**Task statement:** Put the lines of the entries below into a numbered list, omitting blank lines and leaving out the pictures.

**Recorded information:**
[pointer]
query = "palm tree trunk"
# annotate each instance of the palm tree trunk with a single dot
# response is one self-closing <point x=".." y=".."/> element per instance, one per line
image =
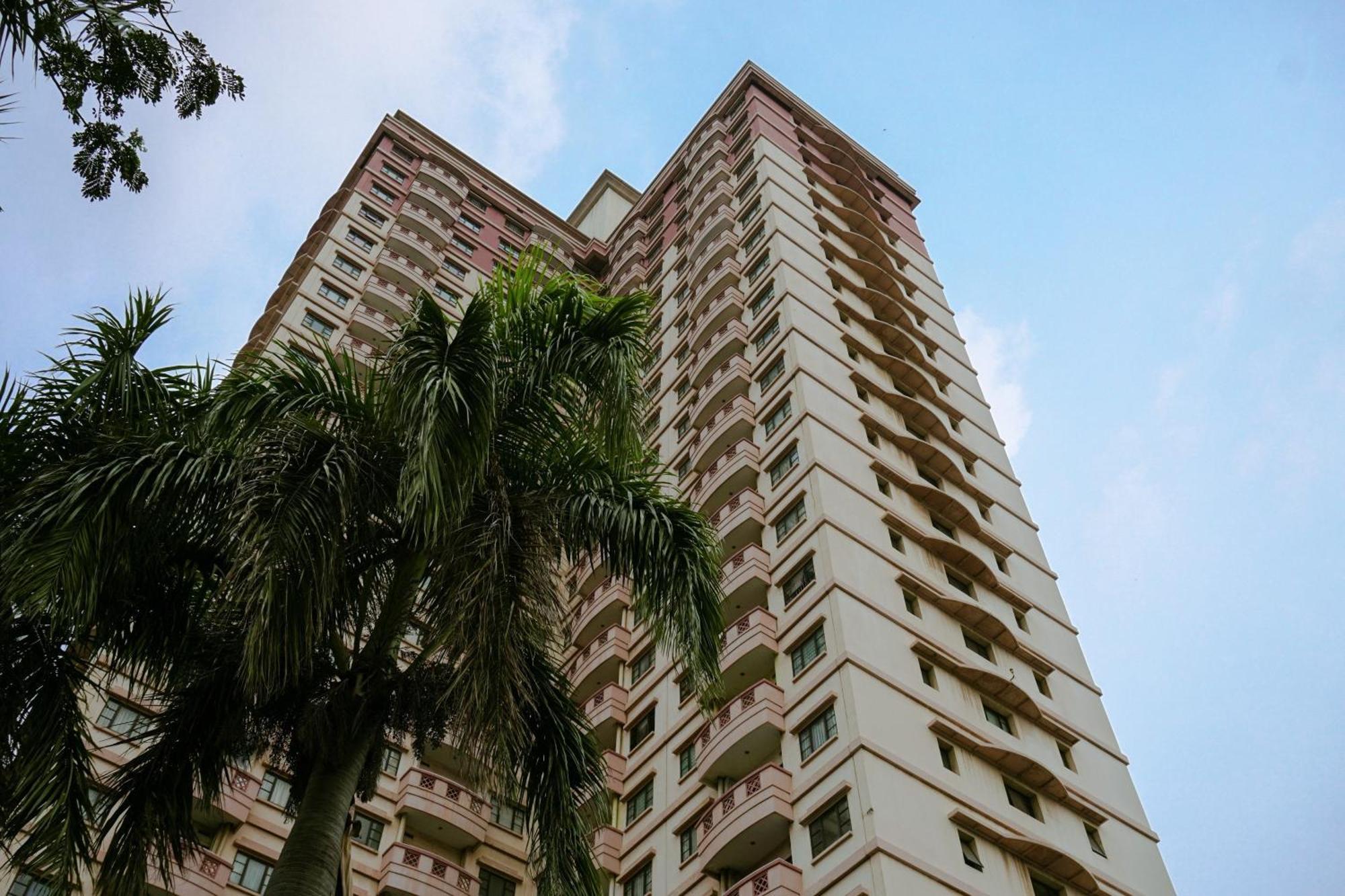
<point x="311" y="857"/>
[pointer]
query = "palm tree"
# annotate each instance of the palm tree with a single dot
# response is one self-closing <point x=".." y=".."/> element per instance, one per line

**Answer below:**
1. [pointer]
2. query = "palm tree trunk"
3. # annotate each instance of the palm tree trunk with a single dot
4. # response is one self-closing <point x=".." y=".."/> element per instance, one per line
5. image =
6. <point x="311" y="857"/>
7. [pointer]
8. query = "palm tree"
9. # annotate each instance of the palm tree with a single dot
10. # response is one self-closing <point x=".." y=".."/> element per instance, one per line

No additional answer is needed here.